**Exercise description**
Update the items from the line containing "of the beach" through the end of the items by replacing "white sea foam" with "white surf foam", and give those lines again with everything else unchanged.

::: Dataset records :::

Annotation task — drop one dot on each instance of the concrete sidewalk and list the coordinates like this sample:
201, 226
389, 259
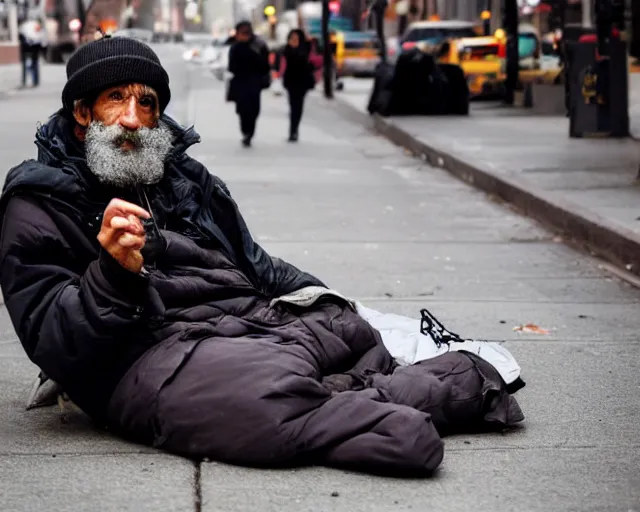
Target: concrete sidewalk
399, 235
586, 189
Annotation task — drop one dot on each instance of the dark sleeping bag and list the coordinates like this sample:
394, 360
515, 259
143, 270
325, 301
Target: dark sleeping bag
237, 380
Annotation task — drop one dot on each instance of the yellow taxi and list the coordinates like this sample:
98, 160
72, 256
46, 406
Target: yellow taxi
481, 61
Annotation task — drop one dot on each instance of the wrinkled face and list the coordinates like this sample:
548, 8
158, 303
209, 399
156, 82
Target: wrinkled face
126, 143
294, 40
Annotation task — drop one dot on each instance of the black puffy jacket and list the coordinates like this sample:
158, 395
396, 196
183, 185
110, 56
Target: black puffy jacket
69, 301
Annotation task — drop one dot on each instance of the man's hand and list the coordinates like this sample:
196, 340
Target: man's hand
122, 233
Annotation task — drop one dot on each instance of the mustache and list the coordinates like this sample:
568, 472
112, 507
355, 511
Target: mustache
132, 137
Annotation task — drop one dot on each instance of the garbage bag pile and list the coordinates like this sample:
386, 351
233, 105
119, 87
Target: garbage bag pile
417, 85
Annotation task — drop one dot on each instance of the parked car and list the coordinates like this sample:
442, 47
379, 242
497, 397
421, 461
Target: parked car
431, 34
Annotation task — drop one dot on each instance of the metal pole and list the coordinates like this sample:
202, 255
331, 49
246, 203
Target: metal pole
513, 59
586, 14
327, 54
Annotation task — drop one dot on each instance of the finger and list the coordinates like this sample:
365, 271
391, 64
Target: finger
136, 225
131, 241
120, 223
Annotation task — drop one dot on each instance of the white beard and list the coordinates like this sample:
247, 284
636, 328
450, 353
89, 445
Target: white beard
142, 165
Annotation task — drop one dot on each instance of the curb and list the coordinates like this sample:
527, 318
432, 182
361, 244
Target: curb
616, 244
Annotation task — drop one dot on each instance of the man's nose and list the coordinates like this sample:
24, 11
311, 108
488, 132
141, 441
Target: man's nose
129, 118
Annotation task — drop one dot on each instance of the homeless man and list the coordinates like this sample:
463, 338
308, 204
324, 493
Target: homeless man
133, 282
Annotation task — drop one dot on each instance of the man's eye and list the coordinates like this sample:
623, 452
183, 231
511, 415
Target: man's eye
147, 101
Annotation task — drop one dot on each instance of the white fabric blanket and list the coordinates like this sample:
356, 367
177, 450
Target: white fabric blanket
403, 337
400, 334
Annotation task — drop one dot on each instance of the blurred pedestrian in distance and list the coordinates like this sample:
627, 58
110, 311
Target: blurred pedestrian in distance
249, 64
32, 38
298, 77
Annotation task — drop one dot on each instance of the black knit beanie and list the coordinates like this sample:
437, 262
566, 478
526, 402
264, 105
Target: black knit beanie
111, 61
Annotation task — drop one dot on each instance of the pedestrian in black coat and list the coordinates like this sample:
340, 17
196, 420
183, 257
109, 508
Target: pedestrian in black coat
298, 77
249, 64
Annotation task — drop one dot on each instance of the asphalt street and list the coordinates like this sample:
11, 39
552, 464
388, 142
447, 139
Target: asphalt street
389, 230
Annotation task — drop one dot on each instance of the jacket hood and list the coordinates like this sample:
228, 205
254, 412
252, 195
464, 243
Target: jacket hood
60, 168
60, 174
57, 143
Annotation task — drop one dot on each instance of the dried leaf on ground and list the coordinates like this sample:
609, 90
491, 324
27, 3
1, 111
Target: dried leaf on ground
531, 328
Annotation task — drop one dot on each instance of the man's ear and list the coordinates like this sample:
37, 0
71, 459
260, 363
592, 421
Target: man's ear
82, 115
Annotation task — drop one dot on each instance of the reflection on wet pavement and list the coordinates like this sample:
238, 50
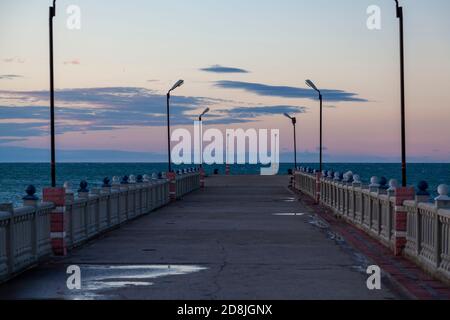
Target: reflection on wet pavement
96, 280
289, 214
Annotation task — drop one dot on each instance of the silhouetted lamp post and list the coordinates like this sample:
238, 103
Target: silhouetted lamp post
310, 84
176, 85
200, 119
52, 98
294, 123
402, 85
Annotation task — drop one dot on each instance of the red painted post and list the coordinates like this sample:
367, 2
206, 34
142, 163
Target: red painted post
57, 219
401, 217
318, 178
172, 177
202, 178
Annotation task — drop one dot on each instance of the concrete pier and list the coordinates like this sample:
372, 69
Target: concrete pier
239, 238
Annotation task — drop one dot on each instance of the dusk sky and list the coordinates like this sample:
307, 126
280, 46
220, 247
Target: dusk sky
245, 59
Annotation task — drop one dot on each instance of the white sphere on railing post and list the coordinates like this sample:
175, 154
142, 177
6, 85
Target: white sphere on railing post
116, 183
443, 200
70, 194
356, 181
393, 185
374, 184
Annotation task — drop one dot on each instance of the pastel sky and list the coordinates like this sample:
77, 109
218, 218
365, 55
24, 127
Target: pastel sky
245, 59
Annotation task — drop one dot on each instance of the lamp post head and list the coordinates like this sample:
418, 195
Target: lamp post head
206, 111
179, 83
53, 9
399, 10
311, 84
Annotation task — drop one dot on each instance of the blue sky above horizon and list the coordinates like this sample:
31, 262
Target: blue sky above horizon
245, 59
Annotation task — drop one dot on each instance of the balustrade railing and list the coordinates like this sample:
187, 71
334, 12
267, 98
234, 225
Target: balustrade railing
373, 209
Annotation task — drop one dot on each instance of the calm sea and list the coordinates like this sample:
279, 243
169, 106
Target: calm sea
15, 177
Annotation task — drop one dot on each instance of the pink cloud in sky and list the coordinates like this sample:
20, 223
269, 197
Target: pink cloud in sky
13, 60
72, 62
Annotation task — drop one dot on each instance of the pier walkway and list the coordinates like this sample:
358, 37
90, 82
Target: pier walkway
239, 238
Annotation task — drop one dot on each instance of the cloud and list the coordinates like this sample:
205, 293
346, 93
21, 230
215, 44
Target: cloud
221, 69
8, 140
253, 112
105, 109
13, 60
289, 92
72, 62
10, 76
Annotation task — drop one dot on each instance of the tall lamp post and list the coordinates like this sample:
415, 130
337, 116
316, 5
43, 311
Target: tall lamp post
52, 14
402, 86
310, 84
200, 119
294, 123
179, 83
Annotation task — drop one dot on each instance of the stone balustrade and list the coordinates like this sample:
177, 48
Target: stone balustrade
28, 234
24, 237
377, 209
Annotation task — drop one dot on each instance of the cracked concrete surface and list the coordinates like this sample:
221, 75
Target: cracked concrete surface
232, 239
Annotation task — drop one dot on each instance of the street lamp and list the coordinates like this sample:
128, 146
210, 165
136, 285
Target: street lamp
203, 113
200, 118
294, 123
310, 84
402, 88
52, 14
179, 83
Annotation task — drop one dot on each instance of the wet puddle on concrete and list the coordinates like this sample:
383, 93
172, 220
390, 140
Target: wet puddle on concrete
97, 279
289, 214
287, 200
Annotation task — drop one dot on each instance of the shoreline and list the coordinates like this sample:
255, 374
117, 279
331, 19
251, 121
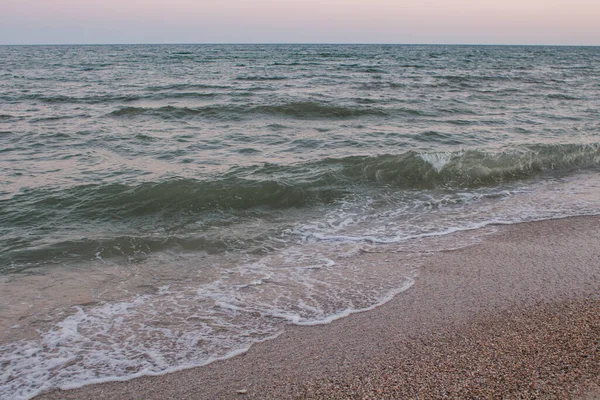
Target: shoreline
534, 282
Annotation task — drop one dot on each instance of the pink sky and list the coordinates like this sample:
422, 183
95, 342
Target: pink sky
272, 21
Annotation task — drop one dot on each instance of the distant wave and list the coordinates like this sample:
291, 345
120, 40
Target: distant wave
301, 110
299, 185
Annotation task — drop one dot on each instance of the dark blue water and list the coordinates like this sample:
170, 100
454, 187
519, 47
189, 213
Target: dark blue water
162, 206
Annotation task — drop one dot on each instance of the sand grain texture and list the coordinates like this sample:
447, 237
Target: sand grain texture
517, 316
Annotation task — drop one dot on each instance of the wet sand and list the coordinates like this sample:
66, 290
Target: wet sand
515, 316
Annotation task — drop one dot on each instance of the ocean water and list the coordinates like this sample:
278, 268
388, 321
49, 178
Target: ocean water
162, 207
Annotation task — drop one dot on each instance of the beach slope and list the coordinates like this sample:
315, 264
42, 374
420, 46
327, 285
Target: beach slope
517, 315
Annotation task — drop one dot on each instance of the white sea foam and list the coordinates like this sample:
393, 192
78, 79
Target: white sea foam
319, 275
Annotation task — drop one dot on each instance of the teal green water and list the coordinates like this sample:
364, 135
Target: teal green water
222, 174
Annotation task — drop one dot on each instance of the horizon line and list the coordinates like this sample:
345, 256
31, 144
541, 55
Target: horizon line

:::

**Full output**
Annotation task — drop one dot on each instance of the beach slope and list the coordinates like this sample:
315, 264
42, 374
420, 46
327, 285
Target: beach slope
517, 315
Annotation task — drop one dot on each instance of the white surf foam and list the coordinates like this sample:
393, 192
78, 79
Target: white surf foam
319, 275
Annotation task — drop one dot on each instance of the teal green water and list the coordinates like this sample:
364, 135
Target: teal green water
222, 174
Annotation task — drop one dot on each instance of the horizon line and list the coordinates like this sample:
345, 256
31, 144
541, 55
Target: horizon line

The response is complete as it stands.